# EXTRACT TO READ
§ §
Safer Sex Ed.

My kids are doing the Human Sexuality unit at school, which has me thinking. For a while, oh maybe since I was teaching teenagers, it has occurred to me that our health classes focus too much on the physical realm while skipping over the details that are just as important — the emotional health of sexuality. Anyone who has been exposed to the UU Sex Ed programs will probably read this and think “No duh!” And I am deeply grateful that their public school has based some of their curriculum in the UU stuff. Here are a few of my ponderings.

First, I feel young teens should not have sex, and older teens should wade in with deep care.
My belief that one should hold off on sexual activity has nothing to do with prudishness or a religious attachment to an idea of purity. It is about readiness and care. Sex can be so tender, or so damaging, and we should be mindful to coordinate for ourselves experiences that foster tenderness. I also feel that young bodies may simply be less ready for the kind of arousal, communication and expression that makes sex so lovely. Practicing before you are ready is like trying to teach algebra to a toddler…. It doesn’t “land,” and the time you waste is also a missed opportunity to do some more age appropriate endeavor that would be more beneficial. For me, I also accrued a few years of muscle memory of immature, disconnected sex… harsh lessons that were hard work to unlearn.

Second, I feel that Sex Ed for young adults about to make the leap should include concrete “how to”s about pleasure, not just medical cautionary tales about danger and protection. Here’s a few really simple ones– for straight kids, girl-on-top for your first penetration is a good way for everyone to be at choice. For straight or gay kids, taking the care and time to explore all of the ways to pleasure a partner, with hands, mouths, eyes, words and then finally using your genitals is a good learning path. Learning to talk about sex is as important as having sex, and if you don’t have the maturity to name the feeling, act or part, you are probably not mature enough to have the feeling/do the act/share the body part with another. And what about the gear? How to use barrier protection and good lessons on the science of lube should be part of the discussion. Finally, but what should be first, is the truth that self care is so critical. We need to learn our bodies, our longings, our curiosities thoroughly to be a good sex partner. These are obvious lessons once you read them, but were not clear to me in my first fumbling years of sexuality. Having to discover them on my own led to needless suffering.
§ §
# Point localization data
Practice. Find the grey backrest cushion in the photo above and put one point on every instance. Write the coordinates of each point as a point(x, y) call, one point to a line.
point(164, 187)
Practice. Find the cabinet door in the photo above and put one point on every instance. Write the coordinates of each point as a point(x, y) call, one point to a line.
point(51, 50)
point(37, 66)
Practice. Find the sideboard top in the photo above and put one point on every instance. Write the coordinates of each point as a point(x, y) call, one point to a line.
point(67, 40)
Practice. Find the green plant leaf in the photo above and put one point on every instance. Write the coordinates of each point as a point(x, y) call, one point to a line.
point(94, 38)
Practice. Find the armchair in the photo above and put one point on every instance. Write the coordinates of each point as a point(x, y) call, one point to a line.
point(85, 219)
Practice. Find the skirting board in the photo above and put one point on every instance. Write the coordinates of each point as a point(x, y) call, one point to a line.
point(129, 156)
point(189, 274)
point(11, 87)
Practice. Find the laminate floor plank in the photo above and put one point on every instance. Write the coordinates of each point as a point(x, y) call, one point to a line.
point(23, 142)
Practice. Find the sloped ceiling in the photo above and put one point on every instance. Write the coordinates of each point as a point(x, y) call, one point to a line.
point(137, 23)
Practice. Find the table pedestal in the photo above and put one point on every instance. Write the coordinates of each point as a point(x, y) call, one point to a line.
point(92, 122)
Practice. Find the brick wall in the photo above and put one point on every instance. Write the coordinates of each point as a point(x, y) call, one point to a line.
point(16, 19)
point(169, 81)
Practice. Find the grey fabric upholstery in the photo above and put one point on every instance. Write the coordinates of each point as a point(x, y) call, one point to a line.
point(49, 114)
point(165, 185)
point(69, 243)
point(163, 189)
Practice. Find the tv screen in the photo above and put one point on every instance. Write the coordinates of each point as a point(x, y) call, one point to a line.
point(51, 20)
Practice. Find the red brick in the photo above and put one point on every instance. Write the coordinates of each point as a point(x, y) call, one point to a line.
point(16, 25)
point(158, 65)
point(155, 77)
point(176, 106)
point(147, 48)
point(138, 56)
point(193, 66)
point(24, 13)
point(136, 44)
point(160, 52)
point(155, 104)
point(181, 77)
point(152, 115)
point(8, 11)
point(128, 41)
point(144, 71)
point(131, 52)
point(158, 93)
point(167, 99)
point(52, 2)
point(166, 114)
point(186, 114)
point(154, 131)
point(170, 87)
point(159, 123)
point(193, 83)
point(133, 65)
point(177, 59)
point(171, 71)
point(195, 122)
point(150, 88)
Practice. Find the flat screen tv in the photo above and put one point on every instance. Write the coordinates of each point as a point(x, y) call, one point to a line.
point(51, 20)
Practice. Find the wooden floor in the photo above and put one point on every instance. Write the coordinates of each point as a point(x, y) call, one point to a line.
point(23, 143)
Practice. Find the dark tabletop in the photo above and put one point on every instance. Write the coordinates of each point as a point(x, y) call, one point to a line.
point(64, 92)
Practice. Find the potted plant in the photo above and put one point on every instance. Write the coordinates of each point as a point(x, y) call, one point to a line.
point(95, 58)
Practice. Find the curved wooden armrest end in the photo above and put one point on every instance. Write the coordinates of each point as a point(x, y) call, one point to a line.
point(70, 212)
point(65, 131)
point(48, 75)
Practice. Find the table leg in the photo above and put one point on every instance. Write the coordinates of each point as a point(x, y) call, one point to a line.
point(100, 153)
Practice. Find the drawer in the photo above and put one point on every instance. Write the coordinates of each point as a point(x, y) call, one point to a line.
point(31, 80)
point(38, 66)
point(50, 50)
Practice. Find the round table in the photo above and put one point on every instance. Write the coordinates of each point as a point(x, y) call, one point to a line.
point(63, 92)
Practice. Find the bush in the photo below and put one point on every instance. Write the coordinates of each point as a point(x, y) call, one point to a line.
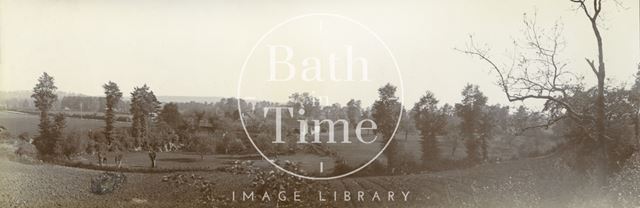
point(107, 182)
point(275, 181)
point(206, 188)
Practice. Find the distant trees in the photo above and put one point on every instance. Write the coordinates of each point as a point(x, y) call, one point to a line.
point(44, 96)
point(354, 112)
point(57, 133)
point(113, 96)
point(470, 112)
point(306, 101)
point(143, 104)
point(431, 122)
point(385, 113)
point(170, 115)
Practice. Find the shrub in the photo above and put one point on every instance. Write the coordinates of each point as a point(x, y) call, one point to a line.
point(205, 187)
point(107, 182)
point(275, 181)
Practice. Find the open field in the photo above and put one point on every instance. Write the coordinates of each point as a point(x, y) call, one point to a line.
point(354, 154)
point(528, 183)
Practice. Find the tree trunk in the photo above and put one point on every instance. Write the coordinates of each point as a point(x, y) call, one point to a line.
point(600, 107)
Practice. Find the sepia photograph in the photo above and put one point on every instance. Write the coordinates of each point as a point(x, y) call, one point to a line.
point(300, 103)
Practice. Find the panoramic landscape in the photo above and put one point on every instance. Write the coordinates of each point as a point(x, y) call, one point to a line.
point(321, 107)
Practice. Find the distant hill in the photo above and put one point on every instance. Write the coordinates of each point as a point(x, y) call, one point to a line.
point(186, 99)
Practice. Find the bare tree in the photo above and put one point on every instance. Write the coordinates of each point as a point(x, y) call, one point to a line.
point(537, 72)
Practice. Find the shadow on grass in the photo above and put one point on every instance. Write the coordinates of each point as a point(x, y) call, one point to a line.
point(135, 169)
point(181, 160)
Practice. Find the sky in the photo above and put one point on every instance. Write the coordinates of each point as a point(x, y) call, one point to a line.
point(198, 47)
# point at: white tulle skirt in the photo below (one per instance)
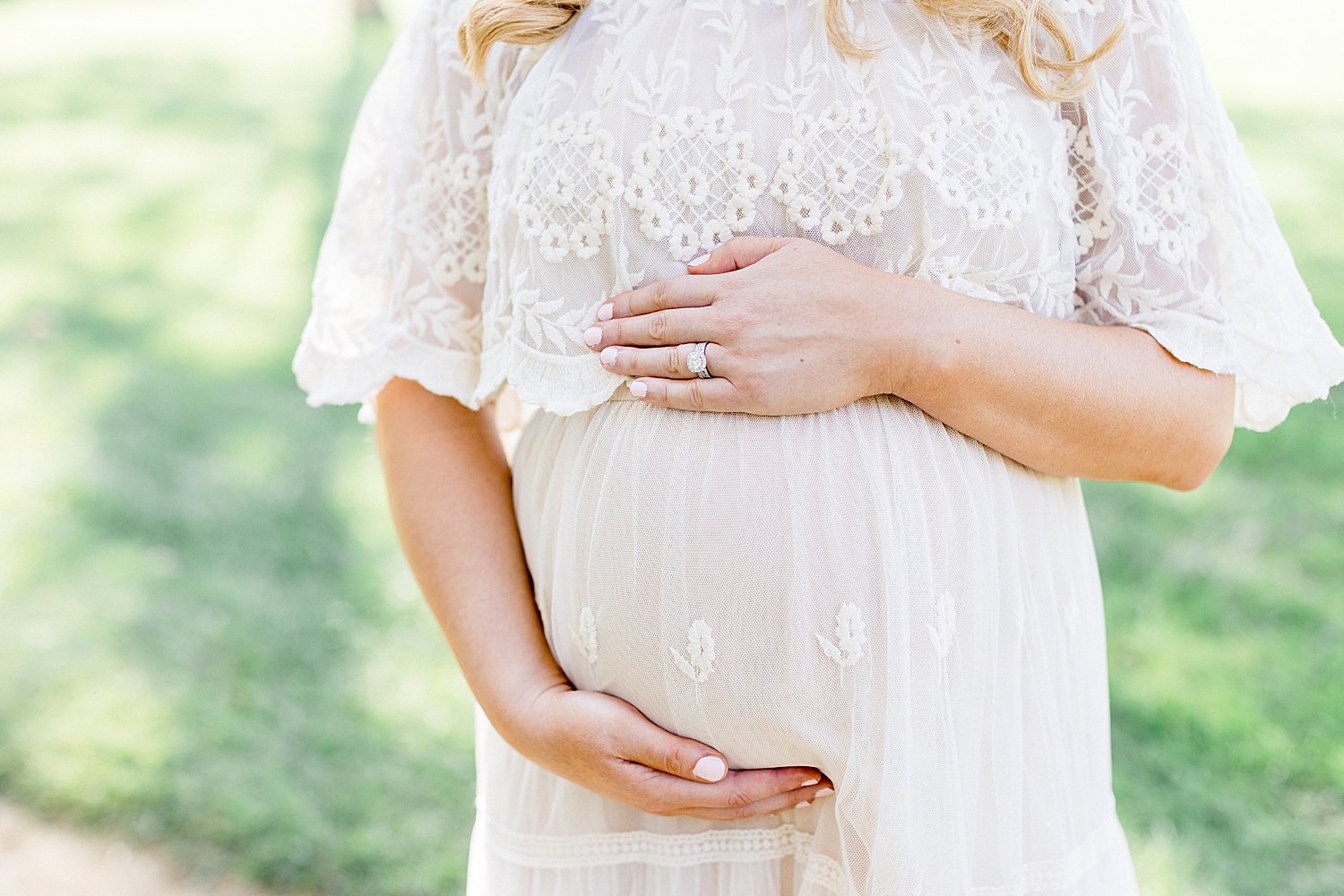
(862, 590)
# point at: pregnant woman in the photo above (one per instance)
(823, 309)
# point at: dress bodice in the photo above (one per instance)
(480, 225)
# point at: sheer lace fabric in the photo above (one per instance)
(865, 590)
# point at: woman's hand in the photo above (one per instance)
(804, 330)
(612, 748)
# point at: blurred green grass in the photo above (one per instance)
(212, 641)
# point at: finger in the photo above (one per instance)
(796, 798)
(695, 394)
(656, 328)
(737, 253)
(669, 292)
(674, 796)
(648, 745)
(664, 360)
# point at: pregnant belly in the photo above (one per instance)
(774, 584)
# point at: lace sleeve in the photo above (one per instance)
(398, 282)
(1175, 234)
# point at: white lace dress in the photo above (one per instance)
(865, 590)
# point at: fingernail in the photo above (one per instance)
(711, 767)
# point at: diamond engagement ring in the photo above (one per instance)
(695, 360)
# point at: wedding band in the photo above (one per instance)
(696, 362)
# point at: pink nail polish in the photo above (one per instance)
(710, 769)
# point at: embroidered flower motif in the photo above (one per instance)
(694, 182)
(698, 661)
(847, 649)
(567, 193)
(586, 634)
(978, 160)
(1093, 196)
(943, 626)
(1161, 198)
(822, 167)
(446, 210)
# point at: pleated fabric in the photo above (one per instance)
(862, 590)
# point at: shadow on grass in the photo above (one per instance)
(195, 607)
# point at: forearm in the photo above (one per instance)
§ §
# EXERCISE 1
From the essay on sex education, list the means the writer names for exploring the ways to pleasure a partner.
# EXERCISE 2
Resume the essay on sex education, starting after its final sentence, "Having to discover them on my own led to needless suffering."

# ANSWER 1
- hands
- mouths
- eyes
- words
- genitals

# ANSWER 2
So we talk about plumbing and health risks, but sex is an act of love and self expression. We should talk more about that. I love the scene from Glee where Kurt’s dad explains that when you have sex, “It’s doing something– to you, to your heart, to your self-esteem.” That’s my third thing, to include the discussion of love, intimacy and sexuality as the three equal pillars that they are. And to celebrate each. Once we are certain our children are mature enough to have the conversations, as a culture we should celebrate their coming of age rather than shaming them or leaving them to cast about on their own. We celebrate getting the driver’s license, graduating, first jobs and so much more as given Rites of Passage. We know they will grow into sexual beings; why don’t we honor the first love, the first kiss, the beautiful fumbling first attempts at intimacy? Maybe because it is private and it comes at a time that is also marked by autonomy from parents, but most of us keep this topic taboo all through adulthood, and that just feels wrong to me.

My journey into adulthood would have had so much more ease if these simple philosophies had been at least offered up for my consumption.